-- INSTRUCTION A --
Gather every line of the rows that contains the string "tree", matching case exactly.

16:0080(19)CA - INS and AFGE, National INS Council -- 1984 FLRAdec CA
[ v16 p80 ]
16:0080(19)CA
The decision of the Authority follows:
16 FLRA No. 19
IMMIGRATION AND NATURALIZATION SERVICE
Respondent
and
AMERICAN FEDERATION OF GOVERNMENT
EMPLOYEES, AFL-CIO, NATIONAL IMMIGRATION
AND NATURALIZATION SERVICE COUNCIL
Charging Party
Case No. 3-CA-1648
DECISION AND ORDER
This matter is before the Authority pursuant to the Regional
Director's "Order Transferring Case to the Federal Labor Relations
Authority" in accordance with section 2429.1(a) of the Authority's Rules
and Regulations.
Upon consideration of the entire record, including the stipulation of
facts, accompanying exhibits, /1/ and the parties' contentions, the
Authority finds:
It is alleged the Respondent violated section 7116(a)(1) and (5) of
the Federal Service Labor-Management Relations Statute (the Statute) /2/
when, by letter dated October 14, 1980, it refused and continues to
refuse to enter into negotiations with the American Federation of
Government Employees, AFL-CIO, National Immigration and Naturalization
Service Council (INS Council), the Charging Party, over a merit
promotion and reassignment plan.
The INS Council has been the exclusively recognized collective
bargaining representative since on or about April 26, 1968, for a unit
consisting of all personnel of the Immigration and Naturalization
Service, except those assigned to Border Patrol Sectors; professional
employees; and those excluded from coverage by the Statute. There is a
separately recognized unit of the Respondent's non-supervisory,
non-professional Border Patrol personnel who have been exclusively
represented by the American Federation of Government Employees, AFL-CIO,
National Border Patrol Council (Border Patrol Council) since on or about
June 12, 1967. Both unions were granted exclusive recognition by the
Respondent in the separate units noted under the provisions of Executive
Order 10988. /3/ Currently, and at all times relevant herein, the
Border Patrol unit is involved in a separate proceeding before the
Authority which raises a question concerning representation (QCR)

-- INSTRUCTION B --
List every full calendar date (month, day and year) that appears in the FLRA decision.

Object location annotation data
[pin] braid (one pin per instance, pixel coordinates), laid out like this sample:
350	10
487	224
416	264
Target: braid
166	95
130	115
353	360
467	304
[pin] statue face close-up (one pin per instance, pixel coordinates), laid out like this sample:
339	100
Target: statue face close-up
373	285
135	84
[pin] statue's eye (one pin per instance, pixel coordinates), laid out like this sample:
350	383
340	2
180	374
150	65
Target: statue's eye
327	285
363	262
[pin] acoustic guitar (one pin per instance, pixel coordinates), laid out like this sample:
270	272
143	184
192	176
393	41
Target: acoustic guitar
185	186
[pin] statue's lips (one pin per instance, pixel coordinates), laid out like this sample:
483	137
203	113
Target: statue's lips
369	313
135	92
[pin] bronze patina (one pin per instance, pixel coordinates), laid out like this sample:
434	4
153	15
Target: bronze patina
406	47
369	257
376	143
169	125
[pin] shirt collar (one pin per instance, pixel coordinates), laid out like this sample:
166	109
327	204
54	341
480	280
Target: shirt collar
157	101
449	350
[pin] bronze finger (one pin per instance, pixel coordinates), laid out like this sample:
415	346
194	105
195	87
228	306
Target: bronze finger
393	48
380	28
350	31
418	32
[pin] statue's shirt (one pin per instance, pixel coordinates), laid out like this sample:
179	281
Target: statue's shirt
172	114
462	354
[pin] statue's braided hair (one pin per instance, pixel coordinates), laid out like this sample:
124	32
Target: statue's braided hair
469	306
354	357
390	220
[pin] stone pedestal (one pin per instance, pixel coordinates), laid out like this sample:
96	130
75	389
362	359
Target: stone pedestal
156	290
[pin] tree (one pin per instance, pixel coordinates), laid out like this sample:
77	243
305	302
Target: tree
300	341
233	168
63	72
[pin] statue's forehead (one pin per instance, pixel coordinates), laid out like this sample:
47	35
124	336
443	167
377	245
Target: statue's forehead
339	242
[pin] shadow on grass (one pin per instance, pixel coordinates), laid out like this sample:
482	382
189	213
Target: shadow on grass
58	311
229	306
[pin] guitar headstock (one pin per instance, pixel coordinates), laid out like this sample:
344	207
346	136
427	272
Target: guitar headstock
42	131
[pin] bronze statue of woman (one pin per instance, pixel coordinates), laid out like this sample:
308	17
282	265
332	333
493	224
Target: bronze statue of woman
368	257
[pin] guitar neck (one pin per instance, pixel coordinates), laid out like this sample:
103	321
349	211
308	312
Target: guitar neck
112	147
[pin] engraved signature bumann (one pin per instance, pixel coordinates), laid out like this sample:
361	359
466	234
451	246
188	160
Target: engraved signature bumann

-- TASK RESPONSE A --
[pin] tree (one pin per instance, pixel coordinates), laid out like this sample:
Target: tree

-- TASK RESPONSE B --
October 14, 1980
April 26, 1968
June 12, 1967